▸ Your assignment
Transcribe all of the entries below exactly. Leave out the pictures.

──────── Records shown ────────

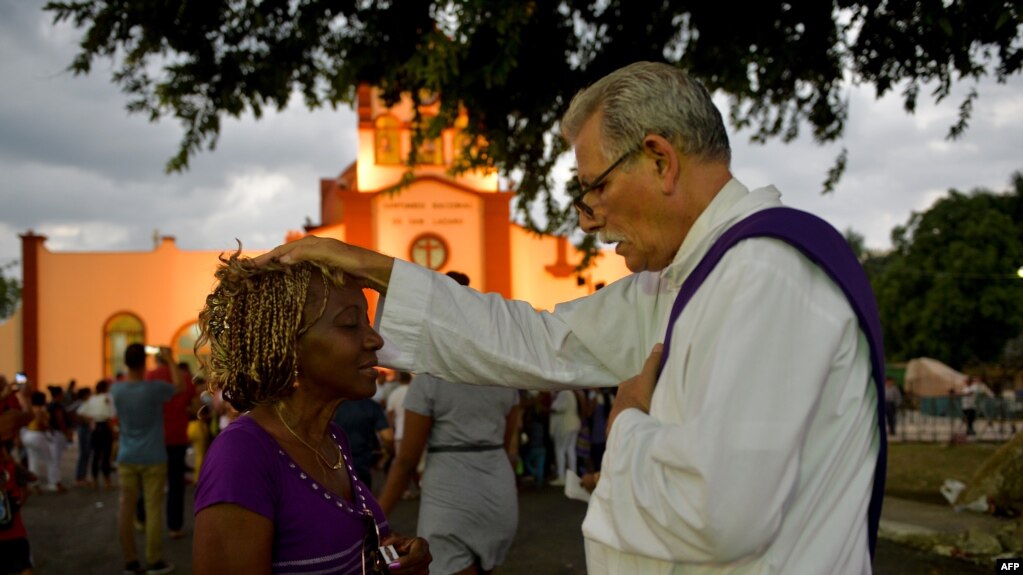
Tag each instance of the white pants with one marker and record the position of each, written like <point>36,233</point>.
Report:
<point>565,451</point>
<point>39,446</point>
<point>57,446</point>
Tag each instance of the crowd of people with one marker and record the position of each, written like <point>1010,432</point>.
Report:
<point>747,434</point>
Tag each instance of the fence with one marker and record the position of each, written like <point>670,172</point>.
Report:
<point>940,419</point>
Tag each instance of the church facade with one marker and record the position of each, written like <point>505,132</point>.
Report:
<point>80,310</point>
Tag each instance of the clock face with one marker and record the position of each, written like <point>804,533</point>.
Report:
<point>428,97</point>
<point>429,251</point>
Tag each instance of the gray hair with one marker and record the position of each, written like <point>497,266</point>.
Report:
<point>651,98</point>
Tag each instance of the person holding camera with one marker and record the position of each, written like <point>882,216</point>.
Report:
<point>746,435</point>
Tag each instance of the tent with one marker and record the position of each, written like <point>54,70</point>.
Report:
<point>930,378</point>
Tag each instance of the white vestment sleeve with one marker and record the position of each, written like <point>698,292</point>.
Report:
<point>431,324</point>
<point>708,475</point>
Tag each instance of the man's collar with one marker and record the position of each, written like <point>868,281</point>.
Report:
<point>732,203</point>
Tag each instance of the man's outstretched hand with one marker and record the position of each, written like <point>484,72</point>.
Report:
<point>370,268</point>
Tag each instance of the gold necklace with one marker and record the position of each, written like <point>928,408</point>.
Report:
<point>341,454</point>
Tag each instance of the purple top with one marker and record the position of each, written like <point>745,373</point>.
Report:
<point>315,530</point>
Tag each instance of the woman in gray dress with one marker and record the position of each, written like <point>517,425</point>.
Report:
<point>469,506</point>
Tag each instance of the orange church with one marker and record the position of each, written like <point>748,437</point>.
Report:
<point>80,310</point>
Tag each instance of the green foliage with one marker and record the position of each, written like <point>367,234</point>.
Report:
<point>10,294</point>
<point>515,64</point>
<point>948,290</point>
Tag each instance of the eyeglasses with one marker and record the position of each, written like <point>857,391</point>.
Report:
<point>597,183</point>
<point>370,545</point>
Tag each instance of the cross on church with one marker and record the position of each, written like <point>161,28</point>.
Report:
<point>430,252</point>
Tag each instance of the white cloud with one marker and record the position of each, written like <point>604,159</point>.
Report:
<point>78,168</point>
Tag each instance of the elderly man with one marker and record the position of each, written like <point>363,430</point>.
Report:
<point>753,448</point>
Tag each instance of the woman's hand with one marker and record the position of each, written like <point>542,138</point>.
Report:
<point>413,555</point>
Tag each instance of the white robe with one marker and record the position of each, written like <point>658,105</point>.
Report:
<point>759,450</point>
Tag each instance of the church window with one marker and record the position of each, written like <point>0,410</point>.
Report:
<point>388,140</point>
<point>184,346</point>
<point>121,330</point>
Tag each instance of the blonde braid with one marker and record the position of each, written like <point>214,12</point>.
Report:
<point>252,322</point>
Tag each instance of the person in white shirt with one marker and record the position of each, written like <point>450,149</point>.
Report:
<point>99,410</point>
<point>565,424</point>
<point>973,390</point>
<point>756,449</point>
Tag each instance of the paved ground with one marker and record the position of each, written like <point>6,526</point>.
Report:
<point>75,533</point>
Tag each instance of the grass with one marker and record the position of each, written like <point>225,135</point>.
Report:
<point>916,471</point>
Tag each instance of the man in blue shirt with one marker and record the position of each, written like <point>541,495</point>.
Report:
<point>141,456</point>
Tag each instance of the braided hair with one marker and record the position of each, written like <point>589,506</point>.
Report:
<point>252,322</point>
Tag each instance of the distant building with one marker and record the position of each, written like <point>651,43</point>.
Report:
<point>80,310</point>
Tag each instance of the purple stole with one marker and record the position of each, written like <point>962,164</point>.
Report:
<point>829,250</point>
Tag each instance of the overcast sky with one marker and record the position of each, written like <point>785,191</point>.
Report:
<point>77,168</point>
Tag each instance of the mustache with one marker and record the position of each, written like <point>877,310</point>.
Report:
<point>606,236</point>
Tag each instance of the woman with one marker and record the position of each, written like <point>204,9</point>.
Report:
<point>469,505</point>
<point>277,493</point>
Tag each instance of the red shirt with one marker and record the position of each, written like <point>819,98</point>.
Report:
<point>175,410</point>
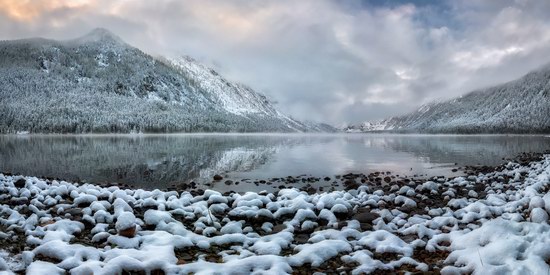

────────

▸ Solution for this exercise
Tag each instance of the white pants with one marker and record the position of each, written like <point>36,233</point>.
Report:
<point>565,451</point>
<point>39,446</point>
<point>57,446</point>
Tag each instance of the crowd of people with one marker and record the position of each, written like <point>1010,432</point>.
Report:
<point>747,434</point>
Tag each instance of the fence with one marker and record the position of each, written like <point>670,172</point>.
Report:
<point>940,419</point>
Tag each instance of the church facade with one marker and record the position of each, written like <point>505,132</point>.
Report:
<point>80,310</point>
Tag each instance of the clock face with one marker and record the position of each, written like <point>804,533</point>.
Report:
<point>428,97</point>
<point>429,251</point>
Tag each instance of the gray hair with one marker and record the position of each, written like <point>497,266</point>.
Report:
<point>651,98</point>
Tag each instance of the person holding camera with one marker and record the position of each, written like <point>882,216</point>.
Report:
<point>746,435</point>
Tag each instance of the tent with one marker and record the position of each, written like <point>54,70</point>.
Report:
<point>930,378</point>
Tag each instance of the white vestment sleeve with one marker and record the position of each, written like <point>698,292</point>.
Report:
<point>431,324</point>
<point>708,475</point>
Tag each instance of the man's collar with one marker and record the position of each, written like <point>868,281</point>.
Report:
<point>732,203</point>
Tag each instance of the man's outstretched hand with one marker and record the position of each, written like <point>484,72</point>.
Report:
<point>370,268</point>
Tag each instance of the gold necklace with one marker and record the position of each, written like <point>928,408</point>.
Report:
<point>341,454</point>
Tag each instance of the purple top with one marker and record the position of each, written like <point>745,373</point>.
Report:
<point>315,530</point>
Tag each instance of the woman in gray dress with one marker and record the position of each, written like <point>517,425</point>.
Report:
<point>469,506</point>
Tag each instance of the orange church with one marker and record the position of each, written like <point>748,437</point>.
Report:
<point>80,310</point>
Tag each instance of the green foliage with one marker and record the position of each, written like <point>367,234</point>.
Report:
<point>10,294</point>
<point>515,64</point>
<point>948,290</point>
Tag each instance of the eyeglasses with one marker and record the position of each, written like <point>857,391</point>.
Report:
<point>597,183</point>
<point>370,545</point>
Tag each instance of the cross on church with one marker and record the position of each, written like <point>161,28</point>.
Report:
<point>430,252</point>
Tag each instance of the white cloud with one marker and record the position of each, written like <point>604,159</point>.
Report:
<point>78,168</point>
Tag each instance of the elderly man with one marker and record the position of each, written like <point>363,430</point>.
Report:
<point>753,448</point>
Tag each instance of the woman's hand with one marker and record the position of each, written like <point>542,138</point>.
Report:
<point>413,555</point>
Tag each instance of the white robe with one marker and record the position of each, written like <point>658,105</point>.
Report:
<point>759,450</point>
Tag each instance of the church window with one marker and record the position of each, written like <point>0,410</point>.
Report:
<point>388,140</point>
<point>184,346</point>
<point>121,330</point>
Tag each instance of the blonde braid with one marker and record the position of each, written like <point>214,12</point>.
Report:
<point>252,322</point>
Tag each instance of the person in white shirt with one marker and record the position of each, written like <point>450,149</point>.
Report:
<point>99,410</point>
<point>565,424</point>
<point>973,390</point>
<point>756,449</point>
Tag each instance of the paved ground with one marker and record the position of each, written like <point>6,526</point>.
Report:
<point>75,533</point>
Tag each instance of the grass with one marker and record the position of each, written like <point>225,135</point>.
Report:
<point>916,471</point>
Tag each instance of the man in blue shirt with one marker and record the position of each, written like <point>541,495</point>.
Report:
<point>141,456</point>
Tag each instance of the braided hair with one marker and record the position of each, written like <point>589,506</point>.
Report:
<point>252,322</point>
Tag each instance of the distant building with one marker and record the position of each, written like <point>651,43</point>.
Report:
<point>80,310</point>
Tag each instance of the purple stole with one marker and record the position of each, written like <point>962,164</point>.
Report:
<point>829,250</point>
Tag each instance of the overcast sky with one marker and record the position of each, written like <point>785,191</point>.
Report:
<point>77,168</point>
Tag each instance of the mustache with one marker and record the position of each, written like <point>877,310</point>.
Report:
<point>606,236</point>
Tag each instance of the woman with one marker and record the position of each, written like <point>204,9</point>.
Report:
<point>469,505</point>
<point>277,493</point>
Tag each instance of the red shirt with one marker and record the position of each, written like <point>819,98</point>.
Report:
<point>175,410</point>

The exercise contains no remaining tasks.